WHAT YOU NEED TO DO> Convert the records below, from the line containing "429, row 19." through the end of the records, inclusive, into a two-column CSV with the headers text and answer. Give one row for each text and its answer, put every field in quotation marks, and replace line breaks with spaces.

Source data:
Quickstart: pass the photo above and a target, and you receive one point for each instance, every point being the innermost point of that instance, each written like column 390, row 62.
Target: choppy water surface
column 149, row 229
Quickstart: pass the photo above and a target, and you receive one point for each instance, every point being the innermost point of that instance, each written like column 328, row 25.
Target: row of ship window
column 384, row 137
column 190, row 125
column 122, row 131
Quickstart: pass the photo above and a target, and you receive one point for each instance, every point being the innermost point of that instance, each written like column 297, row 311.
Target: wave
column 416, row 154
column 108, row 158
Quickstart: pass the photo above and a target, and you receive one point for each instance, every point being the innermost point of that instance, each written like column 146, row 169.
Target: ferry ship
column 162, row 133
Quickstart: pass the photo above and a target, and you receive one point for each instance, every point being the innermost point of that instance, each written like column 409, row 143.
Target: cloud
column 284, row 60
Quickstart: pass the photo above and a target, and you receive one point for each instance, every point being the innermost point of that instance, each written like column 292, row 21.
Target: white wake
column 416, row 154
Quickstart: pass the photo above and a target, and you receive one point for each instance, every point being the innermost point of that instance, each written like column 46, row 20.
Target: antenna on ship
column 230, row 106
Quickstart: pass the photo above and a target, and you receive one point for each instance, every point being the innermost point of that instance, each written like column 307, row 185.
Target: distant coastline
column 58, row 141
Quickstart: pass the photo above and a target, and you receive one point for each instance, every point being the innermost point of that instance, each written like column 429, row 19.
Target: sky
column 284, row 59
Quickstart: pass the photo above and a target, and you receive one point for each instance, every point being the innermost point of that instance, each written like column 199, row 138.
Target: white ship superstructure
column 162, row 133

RESPONSE BELOW>
text,answer
"Quickstart: pass the photo above and a target, and you receive one point for each instance, every point being the innermost point of that instance, each written like column 429, row 19. Target: sky","column 284, row 59"
"Quickstart: pass the photo above and a target, and you receive one point for each instance, every point being the innermost point of that instance, each written like column 199, row 138. Target: white ship superstructure","column 162, row 133"